>> Begin GIVEN RECORDS

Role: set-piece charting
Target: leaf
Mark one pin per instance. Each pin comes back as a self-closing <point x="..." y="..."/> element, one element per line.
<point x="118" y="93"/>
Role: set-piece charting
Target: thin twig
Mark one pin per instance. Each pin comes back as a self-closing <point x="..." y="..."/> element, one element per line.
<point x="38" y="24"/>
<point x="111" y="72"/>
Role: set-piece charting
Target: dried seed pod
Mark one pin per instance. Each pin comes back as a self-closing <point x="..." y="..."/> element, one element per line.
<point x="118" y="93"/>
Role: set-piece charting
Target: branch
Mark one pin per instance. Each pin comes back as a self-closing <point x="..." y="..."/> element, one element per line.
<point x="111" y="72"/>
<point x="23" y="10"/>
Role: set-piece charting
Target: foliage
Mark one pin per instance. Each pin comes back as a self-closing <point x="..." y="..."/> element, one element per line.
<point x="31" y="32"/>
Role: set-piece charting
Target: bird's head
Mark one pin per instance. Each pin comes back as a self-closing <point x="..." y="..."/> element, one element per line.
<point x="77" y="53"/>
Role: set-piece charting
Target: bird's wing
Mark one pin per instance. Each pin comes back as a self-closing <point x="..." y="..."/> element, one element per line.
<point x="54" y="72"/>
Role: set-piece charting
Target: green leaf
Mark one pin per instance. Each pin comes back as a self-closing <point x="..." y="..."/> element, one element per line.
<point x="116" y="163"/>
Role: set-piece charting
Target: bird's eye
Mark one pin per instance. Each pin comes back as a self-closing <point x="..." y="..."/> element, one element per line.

>> End GIVEN RECORDS

• **WHAT YOU SHOULD DO**: List every line of the data above that contains the string "bird".

• **TASK OUTPUT**:
Target: bird's head
Target: bird's wing
Target: bird's eye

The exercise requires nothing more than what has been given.